[Dataset entries]
****************************************

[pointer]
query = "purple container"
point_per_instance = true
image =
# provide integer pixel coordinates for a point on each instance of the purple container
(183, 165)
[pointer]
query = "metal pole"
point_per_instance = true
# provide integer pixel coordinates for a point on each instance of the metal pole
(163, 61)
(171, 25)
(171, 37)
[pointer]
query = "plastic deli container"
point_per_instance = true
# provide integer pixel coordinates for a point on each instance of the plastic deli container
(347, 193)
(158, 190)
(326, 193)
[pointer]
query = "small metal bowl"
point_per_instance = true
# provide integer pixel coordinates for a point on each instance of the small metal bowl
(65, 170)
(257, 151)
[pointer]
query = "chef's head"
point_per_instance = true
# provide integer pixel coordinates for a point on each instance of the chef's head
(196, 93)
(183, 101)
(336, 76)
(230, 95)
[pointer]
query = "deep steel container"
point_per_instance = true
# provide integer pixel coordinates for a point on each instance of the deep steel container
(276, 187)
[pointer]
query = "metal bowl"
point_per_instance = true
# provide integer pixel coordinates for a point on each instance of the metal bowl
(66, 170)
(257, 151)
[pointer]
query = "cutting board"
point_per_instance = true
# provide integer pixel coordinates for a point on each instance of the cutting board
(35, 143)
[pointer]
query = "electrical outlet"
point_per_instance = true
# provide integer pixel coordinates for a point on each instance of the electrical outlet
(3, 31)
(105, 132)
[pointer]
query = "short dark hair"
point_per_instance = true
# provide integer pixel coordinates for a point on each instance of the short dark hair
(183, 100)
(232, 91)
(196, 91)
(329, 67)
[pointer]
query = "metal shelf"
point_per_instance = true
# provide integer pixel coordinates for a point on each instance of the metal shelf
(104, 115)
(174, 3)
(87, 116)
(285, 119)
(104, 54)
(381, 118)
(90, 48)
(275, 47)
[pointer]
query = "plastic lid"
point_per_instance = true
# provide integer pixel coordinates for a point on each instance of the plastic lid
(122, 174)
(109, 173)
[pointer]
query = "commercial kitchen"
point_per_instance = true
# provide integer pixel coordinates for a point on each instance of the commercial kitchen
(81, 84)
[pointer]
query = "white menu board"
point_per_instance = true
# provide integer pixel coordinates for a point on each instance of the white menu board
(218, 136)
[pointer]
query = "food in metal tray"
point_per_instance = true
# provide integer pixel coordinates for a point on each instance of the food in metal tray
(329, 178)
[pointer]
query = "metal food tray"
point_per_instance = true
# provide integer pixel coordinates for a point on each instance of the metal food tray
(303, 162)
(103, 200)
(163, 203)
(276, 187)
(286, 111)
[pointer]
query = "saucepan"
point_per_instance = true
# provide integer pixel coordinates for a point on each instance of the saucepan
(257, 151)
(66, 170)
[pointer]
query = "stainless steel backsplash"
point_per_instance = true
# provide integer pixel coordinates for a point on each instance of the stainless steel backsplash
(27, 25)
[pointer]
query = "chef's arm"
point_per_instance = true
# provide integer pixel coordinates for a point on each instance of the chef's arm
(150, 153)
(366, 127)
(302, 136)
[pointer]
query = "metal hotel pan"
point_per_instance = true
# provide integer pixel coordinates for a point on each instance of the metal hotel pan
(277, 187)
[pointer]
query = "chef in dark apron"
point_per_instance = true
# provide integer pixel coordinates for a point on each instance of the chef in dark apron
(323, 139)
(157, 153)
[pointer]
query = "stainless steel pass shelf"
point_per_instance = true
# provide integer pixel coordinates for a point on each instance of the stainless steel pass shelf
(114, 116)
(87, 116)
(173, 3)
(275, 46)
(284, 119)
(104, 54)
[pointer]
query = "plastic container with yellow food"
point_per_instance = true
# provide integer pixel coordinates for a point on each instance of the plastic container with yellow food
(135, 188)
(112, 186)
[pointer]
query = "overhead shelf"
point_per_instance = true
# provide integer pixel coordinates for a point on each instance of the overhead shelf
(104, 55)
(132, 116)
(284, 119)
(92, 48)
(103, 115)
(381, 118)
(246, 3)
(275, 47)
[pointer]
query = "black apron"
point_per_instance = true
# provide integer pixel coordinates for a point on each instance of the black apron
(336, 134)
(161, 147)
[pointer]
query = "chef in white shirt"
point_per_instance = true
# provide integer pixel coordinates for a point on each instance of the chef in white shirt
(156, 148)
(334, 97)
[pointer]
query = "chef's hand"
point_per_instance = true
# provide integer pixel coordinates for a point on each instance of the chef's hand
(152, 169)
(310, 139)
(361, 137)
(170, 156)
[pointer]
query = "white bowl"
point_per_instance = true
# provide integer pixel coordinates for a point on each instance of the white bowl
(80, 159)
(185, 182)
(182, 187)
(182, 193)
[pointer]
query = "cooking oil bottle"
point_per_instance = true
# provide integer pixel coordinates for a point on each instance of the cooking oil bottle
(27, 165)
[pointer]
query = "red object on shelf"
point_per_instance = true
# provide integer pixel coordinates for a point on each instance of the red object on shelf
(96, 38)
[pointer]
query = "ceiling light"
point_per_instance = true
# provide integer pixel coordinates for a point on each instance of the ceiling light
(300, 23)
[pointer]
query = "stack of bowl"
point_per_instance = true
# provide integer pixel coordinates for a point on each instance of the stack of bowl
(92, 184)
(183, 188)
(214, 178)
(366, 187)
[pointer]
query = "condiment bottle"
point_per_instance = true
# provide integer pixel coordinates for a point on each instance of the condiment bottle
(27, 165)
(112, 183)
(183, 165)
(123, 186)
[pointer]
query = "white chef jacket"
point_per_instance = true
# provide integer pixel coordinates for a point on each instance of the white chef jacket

****************************************

- [WORK TO BE COMPLETED]: Using the listing above, reproduce each line without omission.

- [EXPECTED ANSWER]:
[pointer]
query = "purple container"
point_per_instance = true
image =
# provide integer pixel coordinates for a point on each instance of the purple container
(183, 165)
[pointer]
query = "metal pole"
point_per_instance = true
# provide integer pixel coordinates for a point on each instance of the metal pole
(163, 61)
(171, 25)
(171, 37)
[pointer]
query = "plastic deli container"
point_per_instance = true
# provide integer pixel coordinates for a point on each instance of the plastic deli container
(347, 193)
(158, 190)
(326, 193)
[pointer]
query = "small metal bowl"
point_per_instance = true
# provide integer pixel coordinates for a point on each instance of the small metal bowl
(65, 170)
(257, 151)
[pointer]
query = "chef's head"
point_per_instance = true
# provide integer pixel coordinates for a point on each instance of the chef's head
(196, 93)
(183, 101)
(336, 76)
(230, 95)
[pointer]
query = "deep steel container"
point_per_instance = true
# provide integer pixel coordinates for a point on each instance of the deep steel container
(276, 187)
[pointer]
query = "metal bowl"
point_per_instance = true
# provide integer pixel coordinates for a point on each instance of the metal bowl
(66, 170)
(257, 151)
[pointer]
query = "cutting board"
point_per_instance = true
# provide integer pixel coordinates for a point on each instance of the cutting board
(35, 143)
[pointer]
query = "electrical outlet"
point_per_instance = true
# provide integer pixel coordinates for a point on each instance of the electrical outlet
(3, 31)
(105, 132)
[pointer]
query = "short dark hair"
point_per_instance = true
# provide integer pixel coordinates for a point on each instance of the short dark hair
(183, 100)
(232, 91)
(196, 91)
(329, 67)
[pointer]
query = "metal shelf"
point_per_instance = true
# provide integer pixel coordinates for a point on each instance of the metal shelf
(104, 115)
(174, 3)
(87, 116)
(285, 119)
(104, 54)
(381, 118)
(90, 48)
(275, 47)
[pointer]
query = "plastic lid"
point_per_instance = true
# provide integer pixel coordinates for a point on each instance of the plastic lid
(122, 174)
(109, 173)
[pointer]
query = "commercial kitchen"
point_per_instance = true
# provide integer pixel coordinates for a point on each instance of the commercial kitchen
(81, 84)
[pointer]
query = "white menu board"
point_per_instance = true
# provide integer pixel coordinates for a point on each instance of the white menu board
(218, 136)
[pointer]
query = "food in metal tray"
point_per_instance = true
# provide integer pixel coordinates for a point on each instance of the food in metal tray
(329, 178)
[pointer]
query = "metal food tray"
point_per_instance = true
# provide integer pixel coordinates for a point on each instance of the metal food tray
(303, 162)
(103, 200)
(163, 203)
(276, 187)
(286, 111)
[pointer]
query = "saucepan"
point_per_instance = true
# provide integer pixel coordinates for a point on each instance of the saucepan
(257, 151)
(66, 170)
[pointer]
query = "stainless steel backsplash"
point_per_instance = true
# provide integer pixel coordinates for a point on each instance of the stainless steel backsplash
(27, 25)
[pointer]
query = "chef's arm"
point_per_instance = true
# provide integer pixel coordinates for a point on each instance of the chef's arm
(150, 153)
(366, 127)
(302, 136)
[pointer]
query = "metal hotel pan"
point_per_instance = true
# provide integer pixel coordinates for a point on each instance of the metal hotel pan
(277, 187)
[pointer]
query = "chef in dark apron"
point_per_instance = true
# provide integer pixel coordinates for a point on each instance of the chef in dark apron
(323, 139)
(157, 153)
[pointer]
query = "stainless steel pass shelf"
point_per_instance = true
# provide integer pixel coordinates for a point on each instance of the stainless steel pass shelf
(114, 116)
(87, 116)
(173, 3)
(275, 46)
(284, 119)
(104, 54)
[pointer]
query = "plastic container with yellow food"
point_per_instance = true
# provide integer pixel coordinates for a point on each instance of the plastic container with yellow food
(135, 188)
(112, 186)
[pointer]
query = "overhead shelf"
point_per_instance = true
# provide integer pixel coordinates for a point on each instance of the overhead shelf
(104, 55)
(132, 116)
(284, 119)
(92, 48)
(103, 115)
(381, 118)
(246, 3)
(275, 47)
[pointer]
query = "black apron"
point_per_instance = true
# provide integer pixel coordinates for a point on each instance of the black apron
(336, 134)
(161, 147)
[pointer]
query = "chef in white shirt"
point_per_instance = true
# provide integer pixel coordinates for a point on each instance of the chef in white shirt
(156, 148)
(334, 97)
[pointer]
query = "chef's hand"
point_per_instance = true
# provide integer pixel coordinates for a point on each instance of the chef's hand
(152, 169)
(310, 139)
(361, 137)
(170, 156)
[pointer]
query = "white bowl"
point_per_instance = true
# provide integer pixel coordinates for a point on each instance of the white bowl
(80, 159)
(185, 182)
(182, 187)
(182, 193)
[pointer]
query = "cooking oil bottle"
point_per_instance = true
# provide integer pixel coordinates for a point on each instance of the cooking oil bottle
(27, 165)
[pointer]
query = "red object on shelf"
point_per_instance = true
# provide integer pixel coordinates for a point on each instance of the red object on shelf
(96, 38)
[pointer]
query = "ceiling light"
point_per_instance = true
# provide integer pixel coordinates for a point on each instance of the ceiling light
(300, 23)
[pointer]
query = "stack of bowl"
point_per_instance = true
# provide integer pixel coordinates for a point on each instance of the stack of bowl
(92, 184)
(183, 188)
(214, 178)
(366, 187)
[pointer]
query = "condiment bottle"
point_per_instance = true
# provide integer pixel coordinates for a point on each instance of the condiment bottle
(27, 165)
(112, 183)
(183, 165)
(123, 186)
[pointer]
query = "white chef jacket"
point_per_instance = true
# provide integer pixel coordinates for a point on each instance of the white chef jacket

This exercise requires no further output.